## Exercise
Output all of the data below exactly as given.

## Provided records
○ ○ ○ ○

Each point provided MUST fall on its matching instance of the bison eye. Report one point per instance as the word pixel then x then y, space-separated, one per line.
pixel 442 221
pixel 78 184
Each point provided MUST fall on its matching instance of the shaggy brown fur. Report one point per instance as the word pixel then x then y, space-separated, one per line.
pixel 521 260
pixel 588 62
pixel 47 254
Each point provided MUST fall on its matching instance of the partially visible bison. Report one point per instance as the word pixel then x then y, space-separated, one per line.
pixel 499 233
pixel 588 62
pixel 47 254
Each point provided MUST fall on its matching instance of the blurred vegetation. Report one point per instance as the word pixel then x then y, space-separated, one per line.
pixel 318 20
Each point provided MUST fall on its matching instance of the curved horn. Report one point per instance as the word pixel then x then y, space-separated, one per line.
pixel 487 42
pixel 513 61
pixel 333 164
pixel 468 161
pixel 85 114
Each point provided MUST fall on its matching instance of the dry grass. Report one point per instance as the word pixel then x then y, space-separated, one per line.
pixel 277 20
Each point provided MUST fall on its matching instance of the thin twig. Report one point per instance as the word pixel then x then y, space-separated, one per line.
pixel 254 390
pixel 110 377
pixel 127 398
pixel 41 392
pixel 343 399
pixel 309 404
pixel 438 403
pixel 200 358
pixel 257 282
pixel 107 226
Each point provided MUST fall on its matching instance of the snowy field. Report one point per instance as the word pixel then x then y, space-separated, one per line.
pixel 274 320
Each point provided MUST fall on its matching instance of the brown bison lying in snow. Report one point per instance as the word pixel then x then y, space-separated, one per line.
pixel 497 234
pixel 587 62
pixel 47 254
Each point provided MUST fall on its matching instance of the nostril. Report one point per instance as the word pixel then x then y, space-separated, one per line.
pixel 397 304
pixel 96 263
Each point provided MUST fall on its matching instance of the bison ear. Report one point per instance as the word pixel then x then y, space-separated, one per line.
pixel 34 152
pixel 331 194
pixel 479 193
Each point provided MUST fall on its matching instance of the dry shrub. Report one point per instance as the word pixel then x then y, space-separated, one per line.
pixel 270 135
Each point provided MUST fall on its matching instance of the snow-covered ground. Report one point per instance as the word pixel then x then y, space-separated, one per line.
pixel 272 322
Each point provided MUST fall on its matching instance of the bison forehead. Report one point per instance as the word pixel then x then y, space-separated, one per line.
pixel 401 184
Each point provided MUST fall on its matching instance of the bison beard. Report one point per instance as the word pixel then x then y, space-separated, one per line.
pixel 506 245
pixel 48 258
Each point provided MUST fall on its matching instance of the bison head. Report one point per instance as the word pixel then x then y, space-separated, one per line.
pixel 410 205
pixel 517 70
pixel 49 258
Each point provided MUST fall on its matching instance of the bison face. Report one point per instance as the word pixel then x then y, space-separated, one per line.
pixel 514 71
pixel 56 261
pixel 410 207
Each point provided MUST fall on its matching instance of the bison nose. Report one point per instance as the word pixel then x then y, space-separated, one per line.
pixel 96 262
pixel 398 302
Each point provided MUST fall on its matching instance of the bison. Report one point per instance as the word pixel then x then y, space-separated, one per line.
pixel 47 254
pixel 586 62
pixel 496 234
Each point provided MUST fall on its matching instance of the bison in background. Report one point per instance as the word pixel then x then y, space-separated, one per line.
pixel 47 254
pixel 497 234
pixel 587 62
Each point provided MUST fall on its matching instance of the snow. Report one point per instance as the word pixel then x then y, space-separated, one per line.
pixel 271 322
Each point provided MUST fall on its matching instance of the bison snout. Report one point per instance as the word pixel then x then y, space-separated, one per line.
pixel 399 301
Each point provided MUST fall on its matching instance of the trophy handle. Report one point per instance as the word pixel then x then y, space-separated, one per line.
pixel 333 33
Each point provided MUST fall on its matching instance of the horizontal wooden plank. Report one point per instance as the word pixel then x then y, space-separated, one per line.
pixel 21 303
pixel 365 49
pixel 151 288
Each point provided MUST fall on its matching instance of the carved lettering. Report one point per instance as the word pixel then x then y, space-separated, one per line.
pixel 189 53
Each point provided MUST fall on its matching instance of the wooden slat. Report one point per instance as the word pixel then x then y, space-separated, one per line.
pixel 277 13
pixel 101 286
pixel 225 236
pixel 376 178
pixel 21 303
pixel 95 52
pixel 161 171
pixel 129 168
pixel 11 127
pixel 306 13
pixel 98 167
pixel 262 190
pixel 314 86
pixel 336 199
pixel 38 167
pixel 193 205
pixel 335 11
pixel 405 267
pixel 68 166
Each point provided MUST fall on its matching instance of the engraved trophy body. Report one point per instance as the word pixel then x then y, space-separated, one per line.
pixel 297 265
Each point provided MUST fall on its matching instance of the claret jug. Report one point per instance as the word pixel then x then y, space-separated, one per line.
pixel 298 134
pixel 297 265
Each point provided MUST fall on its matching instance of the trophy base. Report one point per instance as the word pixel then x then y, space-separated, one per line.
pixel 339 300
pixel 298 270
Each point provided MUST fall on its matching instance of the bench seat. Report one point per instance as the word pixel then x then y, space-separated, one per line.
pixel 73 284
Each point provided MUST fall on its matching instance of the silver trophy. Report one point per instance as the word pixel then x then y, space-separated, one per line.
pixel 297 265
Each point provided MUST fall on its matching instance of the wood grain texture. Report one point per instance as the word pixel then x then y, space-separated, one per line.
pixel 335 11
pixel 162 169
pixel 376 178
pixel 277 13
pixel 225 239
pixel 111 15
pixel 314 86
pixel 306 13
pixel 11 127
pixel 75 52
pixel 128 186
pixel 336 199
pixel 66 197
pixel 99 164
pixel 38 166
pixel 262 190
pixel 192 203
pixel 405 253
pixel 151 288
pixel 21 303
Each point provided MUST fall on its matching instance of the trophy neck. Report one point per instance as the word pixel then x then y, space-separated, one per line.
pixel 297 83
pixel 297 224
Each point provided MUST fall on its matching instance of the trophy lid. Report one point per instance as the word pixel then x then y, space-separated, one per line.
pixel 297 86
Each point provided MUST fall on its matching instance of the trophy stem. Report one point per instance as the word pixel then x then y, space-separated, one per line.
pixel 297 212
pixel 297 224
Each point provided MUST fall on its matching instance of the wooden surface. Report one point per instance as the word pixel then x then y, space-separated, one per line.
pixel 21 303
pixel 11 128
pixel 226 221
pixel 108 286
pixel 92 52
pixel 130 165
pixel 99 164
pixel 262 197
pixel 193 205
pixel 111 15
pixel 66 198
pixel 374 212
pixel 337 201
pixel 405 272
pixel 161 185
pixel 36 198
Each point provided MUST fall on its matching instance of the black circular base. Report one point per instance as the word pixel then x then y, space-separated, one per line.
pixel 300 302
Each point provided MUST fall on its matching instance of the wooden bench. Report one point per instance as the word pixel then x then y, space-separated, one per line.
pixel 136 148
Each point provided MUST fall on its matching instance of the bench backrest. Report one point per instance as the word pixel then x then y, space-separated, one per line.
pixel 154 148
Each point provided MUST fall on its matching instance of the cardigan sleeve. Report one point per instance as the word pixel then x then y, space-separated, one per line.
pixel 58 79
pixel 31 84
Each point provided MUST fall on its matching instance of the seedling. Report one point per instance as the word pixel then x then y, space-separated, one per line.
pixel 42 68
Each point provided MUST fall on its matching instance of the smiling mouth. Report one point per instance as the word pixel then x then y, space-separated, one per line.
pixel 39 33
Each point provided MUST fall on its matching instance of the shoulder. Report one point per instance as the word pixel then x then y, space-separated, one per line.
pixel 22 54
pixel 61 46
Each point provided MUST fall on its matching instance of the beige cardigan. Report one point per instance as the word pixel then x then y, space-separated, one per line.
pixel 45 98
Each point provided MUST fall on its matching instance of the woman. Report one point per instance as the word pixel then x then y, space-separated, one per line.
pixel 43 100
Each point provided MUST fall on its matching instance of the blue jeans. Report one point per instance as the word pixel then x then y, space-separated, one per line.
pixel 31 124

○ ○ ○ ○

## Solution
Each point provided MUST fall on its matching instance of the bison eye. Report one point per instance as the word pixel then x then y, space-separated, one per line.
pixel 442 221
pixel 78 184
Each point provided MUST fall on its matching instance of the shaggy brown fur. Report one point per instance as the word pixel then x then y, space-separated, one per line.
pixel 521 260
pixel 588 62
pixel 47 254
Each point provided MUST fall on its matching instance of the partially visible bison. Report one point per instance as the word pixel then x then y, space-separated, one per line.
pixel 499 233
pixel 588 62
pixel 47 254
Each point provided MUST fall on its matching instance of the blurred vegetation. Report one point per instance as the word pixel then x then y, space-separated, one per line.
pixel 318 20
Each point provided MUST fall on its matching instance of the curved horn. Report one point per instance as the word pixel then x then y, space-separated, one per line.
pixel 487 42
pixel 513 61
pixel 333 164
pixel 468 161
pixel 85 114
Each point provided MUST fall on its matching instance of the dry grass. Report one point per instance as the word pixel then x then y, space-separated, one per line.
pixel 277 20
Each point provided MUST fall on its matching instance of the thin twig. Report one point per instance as the word pixel then x then y, space-separated, one per line.
pixel 254 390
pixel 110 377
pixel 127 398
pixel 41 392
pixel 343 399
pixel 309 404
pixel 438 403
pixel 200 358
pixel 257 282
pixel 107 226
Each point provided MUST fall on its matching instance of the snowy field. Report one point per instance as the word pixel then x then y, space-separated, one per line.
pixel 274 320
Each point provided MUST fall on its matching instance of the brown bison lying in snow. Report one point per instance as the word pixel then x then y, space-separated, one per line.
pixel 497 234
pixel 587 62
pixel 47 254
Each point provided MUST fall on its matching instance of the nostril. Report one point per instance as the word pixel then x then y, space-separated, one per line.
pixel 397 304
pixel 96 263
Each point provided MUST fall on its matching instance of the bison ear. Report one point per instance as the word pixel then x then y, space-separated, one per line.
pixel 34 152
pixel 331 194
pixel 479 193
Each point provided MUST fall on its matching instance of the dry shrub. Report one point per instance as the word pixel then x then y, space-separated, one per line.
pixel 270 135
Each point provided MUST fall on its matching instance of the snow-covered ground. Report one point per instance as the word pixel then x then y, space-separated, one per line.
pixel 272 322
Each point provided MUST fall on its matching instance of the bison forehead. Report one point per instance as the word pixel then x then y, space-separated, one per line.
pixel 401 184
Each point provided MUST fall on its matching instance of the bison beard. Report one point per instance as the word pixel then x then y, space-separated, one per line.
pixel 506 245
pixel 48 258
Each point provided MUST fall on its matching instance of the bison head. Report one point per instance as the word pixel then x then y, space-separated, one per line.
pixel 410 205
pixel 517 70
pixel 49 258
Each point provided MUST fall on its matching instance of the bison face. Report one point per instance as the word pixel then x then y, space-separated, one per line.
pixel 514 71
pixel 56 261
pixel 410 207
Each point provided MUST fall on its matching instance of the bison nose. Report one point per instance as the word pixel then x then y, space-separated, one per line.
pixel 96 262
pixel 398 302
Each point provided MUST fall on its matching instance of the bison. Report one point per instance as the word pixel then x then y, space-separated, one per line.
pixel 47 254
pixel 586 62
pixel 496 234
Each point provided MUST fall on its matching instance of the bison in background. Report one point per instance as the word pixel then x then y, space-separated, one per line.
pixel 47 254
pixel 497 234
pixel 587 62
Each point provided MUST fall on its matching instance of the snow. Report one point per instance as the word pixel then x then y, space-separated, one per line.
pixel 271 322
Each point provided MUST fall on its matching instance of the bison snout. Report one point per instance as the word pixel then x then y, space-separated, one per line.
pixel 399 301
Each point provided MUST fall on its matching instance of the trophy handle. Report one point per instance as the word pixel then x then y, space-separated, one per line.
pixel 333 33
Each point provided MUST fall on its matching instance of the horizontal wooden plank. Report one point per instance as the word pixel then x then y, space-separated, one per line.
pixel 21 303
pixel 365 49
pixel 151 288
Each point provided MUST fall on its matching instance of the carved lettering. Report one point per instance as the word pixel then x then y, space-separated, one per line.
pixel 189 53
Each point provided MUST fall on its matching instance of the wooden slat. Report one point per instance as the word pixel then x then y, space-separated, one per line.
pixel 277 13
pixel 101 286
pixel 225 236
pixel 376 178
pixel 21 303
pixel 95 52
pixel 161 171
pixel 129 168
pixel 11 127
pixel 306 13
pixel 98 167
pixel 262 190
pixel 314 86
pixel 336 199
pixel 38 167
pixel 193 205
pixel 335 11
pixel 405 267
pixel 68 166
Each point provided MUST fall on its matching instance of the engraved trophy body. Report one point per instance as the word pixel then x then y, space-separated, one per line.
pixel 297 265
Each point provided MUST fall on its matching instance of the claret jug. Report one point per instance as the word pixel then x then y, space-separated, one per line.
pixel 298 134
pixel 297 265
Each point provided MUST fall on its matching instance of the trophy base. Report one point per instance as the word pixel then x then y, space-separated, one per line.
pixel 339 300
pixel 298 270
Each point provided MUST fall on its matching instance of the bench seat. Report one point per instance as the word pixel then x then y, space-separated, one per line.
pixel 73 284
Each point provided MUST fall on its matching instance of the silver trophy. Report one point per instance as the word pixel then x then y, space-separated, one per line.
pixel 297 265
Each point provided MUST fall on its matching instance of the wood grain texture. Report one point per instance as the word pixel then x then y, space-separated, one per line.
pixel 335 11
pixel 162 169
pixel 376 178
pixel 277 13
pixel 225 239
pixel 111 15
pixel 314 86
pixel 306 13
pixel 11 127
pixel 75 52
pixel 128 186
pixel 336 199
pixel 66 197
pixel 99 164
pixel 38 166
pixel 262 190
pixel 192 203
pixel 405 253
pixel 151 288
pixel 21 303
Each point provided MUST fall on its matching instance of the trophy neck. Report one point per instance as the word pixel then x then y, space-separated, one per line.
pixel 297 83
pixel 297 224
Each point provided MUST fall on its matching instance of the trophy lid. Report one point per instance as the word pixel then x then y, space-separated, one per line.
pixel 297 86
Each point provided MUST fall on its matching instance of the trophy stem. Report one point per instance as the word pixel then x then y, space-separated, one per line.
pixel 297 212
pixel 297 224
Each point provided MUST fall on its matching instance of the wooden surface. Report one point per instance as the word pixel then x then y, space-separated, one per line.
pixel 21 303
pixel 11 128
pixel 226 221
pixel 108 286
pixel 92 52
pixel 130 165
pixel 99 164
pixel 262 197
pixel 193 205
pixel 111 15
pixel 66 198
pixel 374 212
pixel 337 201
pixel 405 272
pixel 161 185
pixel 36 198
Each point provided MUST fall on its matching instance of the black circular base. Report one point per instance as the word pixel then x then y, space-separated, one per line.
pixel 300 302
Each point provided MUST fall on its matching instance of the wooden bench. Report one point per instance as the word pixel then x then y, space-separated, one per line.
pixel 136 148
Each point provided MUST fall on its matching instance of the bench backrest. Report one point per instance as the word pixel then x then y, space-separated, one per line.
pixel 154 148
Each point provided MUST fall on its matching instance of the cardigan sleeve. Report one point per instance as the word pixel then x then y, space-separated, one per line.
pixel 58 79
pixel 31 84
Each point provided MUST fall on its matching instance of the seedling. Report one point per instance as the word pixel then x then y, space-separated, one per line.
pixel 42 68
Each point provided MUST fall on its matching instance of the smiling mouth. Report one point per instance as the word pixel then x then y, space-separated, one per line.
pixel 39 33
Each point provided MUST fall on its matching instance of the shoulder. Report one point per instance as the word pixel then x then y, space-separated, one per line.
pixel 22 54
pixel 61 46
Each point provided MUST fall on its matching instance of the beige cardigan. Report one point per instance as the word pixel then x then y, space-separated, one per line.
pixel 45 98
Each point provided MUST fall on its matching instance of the woman. Report one point per instance as the word pixel then x then y, space-separated, one per line.
pixel 43 100
Each point provided MUST fall on its matching instance of the blue jeans. Report one point per instance as the word pixel then x then y, space-separated, one per line.
pixel 31 124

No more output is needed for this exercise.